EXERCISE DESCRIPTION:
Write out every entry exactly as it stands.

*** PROVIDED DATA ***

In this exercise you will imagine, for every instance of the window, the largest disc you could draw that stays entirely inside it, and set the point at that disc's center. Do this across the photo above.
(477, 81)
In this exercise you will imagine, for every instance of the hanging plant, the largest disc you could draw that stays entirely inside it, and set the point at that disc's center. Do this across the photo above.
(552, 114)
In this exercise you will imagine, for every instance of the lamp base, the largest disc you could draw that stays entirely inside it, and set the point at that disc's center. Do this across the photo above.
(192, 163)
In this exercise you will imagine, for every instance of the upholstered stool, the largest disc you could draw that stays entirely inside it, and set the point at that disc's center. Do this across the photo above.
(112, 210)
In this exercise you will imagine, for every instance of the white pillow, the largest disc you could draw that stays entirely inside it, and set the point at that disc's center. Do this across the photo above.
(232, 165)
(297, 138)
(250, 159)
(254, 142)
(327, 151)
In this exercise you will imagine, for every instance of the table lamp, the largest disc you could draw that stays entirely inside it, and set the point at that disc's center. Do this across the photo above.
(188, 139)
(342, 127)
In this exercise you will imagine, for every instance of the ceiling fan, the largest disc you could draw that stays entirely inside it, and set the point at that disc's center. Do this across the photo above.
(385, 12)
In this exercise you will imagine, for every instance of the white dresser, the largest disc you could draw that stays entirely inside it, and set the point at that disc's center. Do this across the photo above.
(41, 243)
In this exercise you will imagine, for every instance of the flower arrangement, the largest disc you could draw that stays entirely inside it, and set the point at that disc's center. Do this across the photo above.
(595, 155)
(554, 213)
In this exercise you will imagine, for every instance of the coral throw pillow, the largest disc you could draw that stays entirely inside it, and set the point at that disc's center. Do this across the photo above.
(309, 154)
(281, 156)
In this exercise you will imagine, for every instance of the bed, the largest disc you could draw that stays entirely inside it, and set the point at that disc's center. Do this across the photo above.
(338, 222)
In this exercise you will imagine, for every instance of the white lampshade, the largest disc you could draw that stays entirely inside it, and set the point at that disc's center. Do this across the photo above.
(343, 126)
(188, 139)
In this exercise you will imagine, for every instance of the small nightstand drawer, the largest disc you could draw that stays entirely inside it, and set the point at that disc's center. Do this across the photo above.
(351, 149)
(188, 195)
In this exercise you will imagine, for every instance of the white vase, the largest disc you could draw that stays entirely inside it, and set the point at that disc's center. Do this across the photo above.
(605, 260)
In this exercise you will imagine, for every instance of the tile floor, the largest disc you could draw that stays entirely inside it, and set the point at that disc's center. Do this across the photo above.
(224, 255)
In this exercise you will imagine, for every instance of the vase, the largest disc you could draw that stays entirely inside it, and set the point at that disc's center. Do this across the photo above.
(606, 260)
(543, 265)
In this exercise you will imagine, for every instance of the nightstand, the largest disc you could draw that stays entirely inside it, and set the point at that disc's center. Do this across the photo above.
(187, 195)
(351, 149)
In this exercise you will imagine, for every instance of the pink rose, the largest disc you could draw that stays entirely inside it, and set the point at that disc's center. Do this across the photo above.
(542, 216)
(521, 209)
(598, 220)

***

EXERCISE RESULT:
In this exercise you will imagine, for every instance of the window, the largest disc you could draw that stays entirely inside it, and set the point at that disc's center. Do this across the photo above.
(477, 81)
In this exercise you will imagine, for every instance of the hanging plant, the largest disc you could draw that stays entirely inside it, and set the point at that disc's center. Do this across the photo above.
(552, 114)
In this exercise you will imagine, for every instance of the lamp base, the largest disc you could draw that stays entirely inside it, and set the point at that disc's center. Do this across the photo above.
(192, 163)
In this exercise you will imagine, for every instance of the upholstered stool, the largest disc you could draw that stays entirely inside it, and set the point at that disc's center. Do this across the photo above.
(112, 210)
In this exercise you will imagine, for every instance of the white pillow, the largest disc you could draw that stays entirely inside it, and set the point at that disc's center. Do this across the photo above.
(232, 165)
(297, 138)
(250, 159)
(254, 142)
(327, 151)
In this exercise you will imagine, for every instance of the table lamp, the largest disc you could draw that stays entirely inside it, and set the point at that disc's center. Do this across the photo above.
(188, 139)
(342, 127)
In this exercise you will imagine, for every instance of the ceiling fan, the largest disc you could draw that stays entirely inside it, and set the point at that disc's center. Do this across the photo above.
(385, 12)
In this exercise you will imagine, for every instance of the white dresser, the largest disc you could draw that stays entirely inside it, and set the point at that disc's center. Do this across the photo above.
(41, 243)
In this exercise you will imagine, for every instance of the flower arrangement, the largest disc you could draw that stays entirely inside it, and set the point at that disc's center. Do this across the photo above.
(595, 155)
(554, 213)
In this exercise you will imagine, for every instance of the coral throw pillow, the largest disc you could draw that stays entirely inside it, and set the point at that disc's center. Do this across the photo above.
(309, 154)
(281, 156)
In this exercise you will imagine, for every instance of the bed, the largest disc you could draw that stays entirely inside it, and set the point at that disc's center. Do this across the photo above.
(338, 222)
In this exercise you will imagine, for every instance of the white lampshade, the largest disc you could draw that stays entirely inside it, and set the point at that disc's center. Do this across the photo above.
(343, 126)
(188, 139)
In this exercise you will imagine, for every instance of the small nightstand drawer, the largest disc you could draw that stays entirely inside it, and set the point at that disc's center. Do this across the photo above.
(351, 149)
(188, 195)
In this exercise you will imagine, for every instance of the white vase, the largest disc you could draw that stays entirely inside it, and set the point at that disc's center. Do this across the photo above.
(605, 260)
In this exercise you will imagine, for every instance of the tile floor, the largest disc you could draw that stays entirely inside it, and set the point at that disc's center. Do this across the photo above.
(224, 255)
In this exercise you will imagine, for every instance of the vase, the largest disc you could draw that stays entirely inside it, and set the point at that disc's center. Do this across the photo above.
(606, 260)
(543, 265)
In this exercise you will imagine, for every instance of the nightstand, the largest disc you could draw that stays entirely inside it, and set the point at that disc's center. Do this across the photo above.
(187, 195)
(351, 149)
In this exercise you will imagine, for every instance of the pink rose, the largest disc you could draw that stays entirely inside it, and set the point at that disc's center. Do this across the photo above.
(542, 216)
(521, 209)
(598, 220)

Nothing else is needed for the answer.